**Short task 1:** Sum up the post on the Marco Civil in two sentences.
**Short task 2:** Count the lines of the listing that contain the string "front", with case counting, and reply with only the number.

**Source excerpt:**
---*---

[Off-Topic] Commenting on the Approved Marco Civil

PT | EN
March 30, 2014 · 💬 Join the Discussion

As I said on social media before, I’m pretty much on the fence about this Marco Civil. Being a little cynical, of course, if it comes from the government — from a PT-party government and still with opposition support — it can’t smell good. The timing and the urgency, of course, are to take advantage of the recent events of American government wiretapping on Brazilian soil and the Snowden controversy. The goal is to appear as the savior of the nation and at the same time embed safeguards that legalize at best shady government activities.

I’ll publish the text in full and make a few comments. Many people have many opinions about this Marco Civil, and my guess is 99% haven’t even read the text before giving an opinion. So I recommend you read it. The source from which I took the text is this PDF. If by chance I have an outdated text, let me know.

Don’t forget to comment.

Translator’s note: the full legal text of the Marco Civil is preserved in the original Portuguese (it’s a Brazilian law, whose authoritative text is Portuguese). Only Akita’s commentaries are translated below, interleaved with a brief summary of each article so an English reader can follow along.

GLOBAL SUBSTITUTE SUB-AMENDMENT TO PLENARY AMENDMENTS TO BILL No. 2,126 OF 2011

Establishes principles, guarantees, rights, and duties for the use of the Internet in Brazil.

CHAPTER I — PRELIMINARY PROVISIONS

Art. 1 — This Law establishes principles, guarantees, rights, and duties for the use of the Internet in Brazil.

Art. 2 — The discipline of Internet use in Brazil is grounded on respect for freedom of expression, as well as: (I) recognition of the global scale of the network; (II) human rights, personal development, and exercise of citizenship in digital media; (III) plurality and diversity; (IV) openness and collaboration; (V) free initiative, free competition, and consumer protection; and (VI) the social purpose of the network.

There’s no way to guarantee “the social purpose of the network.” Right below it talks about freedom of expression, free competition. The purpose can’t be defined by decree — it will be whatever its users make of it. To guarantee a “social purpose” requires restrictive manipulation. The Internet is only what it is because of its non-purpose — everyone does what they want, the free market makes adjustments on its own, and there’s no need for anything defining pseudo-purposes. The Internet is a data transport medium, everyone pays for it, its use is determined by this free access. By defining an objective, no matter how good the intentions, you’re automatically creating restrictions. And every restriction needs to be regulated. And every regulation needs “someone” to audit.

---*---

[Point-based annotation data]
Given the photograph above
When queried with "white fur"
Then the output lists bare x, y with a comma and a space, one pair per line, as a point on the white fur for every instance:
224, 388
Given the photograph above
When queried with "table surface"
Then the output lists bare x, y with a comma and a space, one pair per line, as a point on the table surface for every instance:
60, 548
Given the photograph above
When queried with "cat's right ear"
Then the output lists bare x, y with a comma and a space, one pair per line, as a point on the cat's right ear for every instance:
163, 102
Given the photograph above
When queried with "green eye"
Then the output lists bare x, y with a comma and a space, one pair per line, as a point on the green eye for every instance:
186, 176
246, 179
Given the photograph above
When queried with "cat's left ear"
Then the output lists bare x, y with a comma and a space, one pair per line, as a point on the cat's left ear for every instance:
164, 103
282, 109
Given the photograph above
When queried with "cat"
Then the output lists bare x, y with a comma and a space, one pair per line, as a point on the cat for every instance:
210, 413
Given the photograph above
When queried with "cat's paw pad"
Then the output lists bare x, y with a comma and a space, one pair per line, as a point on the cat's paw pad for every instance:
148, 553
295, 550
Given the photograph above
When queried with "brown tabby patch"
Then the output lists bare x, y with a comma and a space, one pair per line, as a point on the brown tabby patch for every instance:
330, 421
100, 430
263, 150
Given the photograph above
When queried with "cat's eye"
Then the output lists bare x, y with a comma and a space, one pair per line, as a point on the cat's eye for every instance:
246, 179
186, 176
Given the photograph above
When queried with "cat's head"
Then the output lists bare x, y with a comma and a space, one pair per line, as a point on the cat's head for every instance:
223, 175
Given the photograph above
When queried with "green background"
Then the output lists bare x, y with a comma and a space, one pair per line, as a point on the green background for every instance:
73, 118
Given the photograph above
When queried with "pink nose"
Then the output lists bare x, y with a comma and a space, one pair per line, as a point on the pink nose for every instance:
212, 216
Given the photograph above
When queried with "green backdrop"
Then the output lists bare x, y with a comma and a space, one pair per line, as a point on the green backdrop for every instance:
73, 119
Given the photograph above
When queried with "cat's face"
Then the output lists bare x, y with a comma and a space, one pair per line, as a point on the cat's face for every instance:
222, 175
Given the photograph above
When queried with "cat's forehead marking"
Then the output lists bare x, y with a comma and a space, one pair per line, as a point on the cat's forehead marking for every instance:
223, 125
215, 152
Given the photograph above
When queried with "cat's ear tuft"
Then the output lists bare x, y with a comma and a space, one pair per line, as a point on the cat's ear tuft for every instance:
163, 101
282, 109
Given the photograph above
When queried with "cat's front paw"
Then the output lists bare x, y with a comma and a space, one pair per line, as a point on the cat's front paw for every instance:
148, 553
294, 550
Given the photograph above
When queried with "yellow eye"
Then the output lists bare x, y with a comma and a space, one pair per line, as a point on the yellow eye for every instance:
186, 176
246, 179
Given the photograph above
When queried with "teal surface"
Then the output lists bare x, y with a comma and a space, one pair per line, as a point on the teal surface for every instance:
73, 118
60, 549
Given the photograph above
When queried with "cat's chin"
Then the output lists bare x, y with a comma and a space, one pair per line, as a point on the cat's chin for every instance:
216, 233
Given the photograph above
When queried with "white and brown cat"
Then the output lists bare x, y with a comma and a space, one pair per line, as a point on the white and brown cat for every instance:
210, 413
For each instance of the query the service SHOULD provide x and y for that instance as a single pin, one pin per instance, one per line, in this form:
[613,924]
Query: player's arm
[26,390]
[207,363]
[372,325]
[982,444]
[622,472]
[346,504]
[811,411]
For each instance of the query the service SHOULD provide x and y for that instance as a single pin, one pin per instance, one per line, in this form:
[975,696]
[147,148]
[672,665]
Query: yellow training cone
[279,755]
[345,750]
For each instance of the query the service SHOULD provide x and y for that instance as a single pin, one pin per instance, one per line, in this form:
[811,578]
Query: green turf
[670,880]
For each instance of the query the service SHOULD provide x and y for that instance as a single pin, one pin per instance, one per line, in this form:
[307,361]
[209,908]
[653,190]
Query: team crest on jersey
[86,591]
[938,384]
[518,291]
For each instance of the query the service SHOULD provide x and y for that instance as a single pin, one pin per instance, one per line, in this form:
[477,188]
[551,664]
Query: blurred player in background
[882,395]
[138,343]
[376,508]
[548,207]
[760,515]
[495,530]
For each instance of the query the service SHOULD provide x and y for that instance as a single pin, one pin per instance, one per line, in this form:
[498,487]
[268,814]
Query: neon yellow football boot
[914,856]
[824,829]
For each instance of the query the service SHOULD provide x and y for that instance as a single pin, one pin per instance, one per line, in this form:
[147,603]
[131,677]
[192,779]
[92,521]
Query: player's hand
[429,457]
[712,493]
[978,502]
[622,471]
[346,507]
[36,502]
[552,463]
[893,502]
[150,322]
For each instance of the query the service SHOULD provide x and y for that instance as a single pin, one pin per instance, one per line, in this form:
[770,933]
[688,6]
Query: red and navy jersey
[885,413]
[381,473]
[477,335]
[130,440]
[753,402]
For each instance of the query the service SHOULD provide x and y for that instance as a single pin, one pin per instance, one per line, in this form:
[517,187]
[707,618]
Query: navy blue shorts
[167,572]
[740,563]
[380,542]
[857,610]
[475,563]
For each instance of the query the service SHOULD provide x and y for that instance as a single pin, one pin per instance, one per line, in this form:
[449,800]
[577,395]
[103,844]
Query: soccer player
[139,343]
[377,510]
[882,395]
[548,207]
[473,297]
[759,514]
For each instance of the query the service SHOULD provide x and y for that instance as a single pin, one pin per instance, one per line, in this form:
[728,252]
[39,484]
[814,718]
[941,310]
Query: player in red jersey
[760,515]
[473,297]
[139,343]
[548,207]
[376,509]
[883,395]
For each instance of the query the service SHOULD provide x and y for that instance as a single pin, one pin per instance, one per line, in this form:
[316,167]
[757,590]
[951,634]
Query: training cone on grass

---*---

**Worked solution 1:** The author is on the fence about the Marco Civil, suspecting that the government timed it to take advantage of the American wiretapping on Brazilian soil and the Snowden controversy, and publishes the full text with a few comments, urging readers to read it. Commenting on Article 2, the author argues that "the social purpose of the network" can't be guaranteed, because defining a purpose creates restrictions that need regulation and someone to audit it.

**Worked solution 2:** 2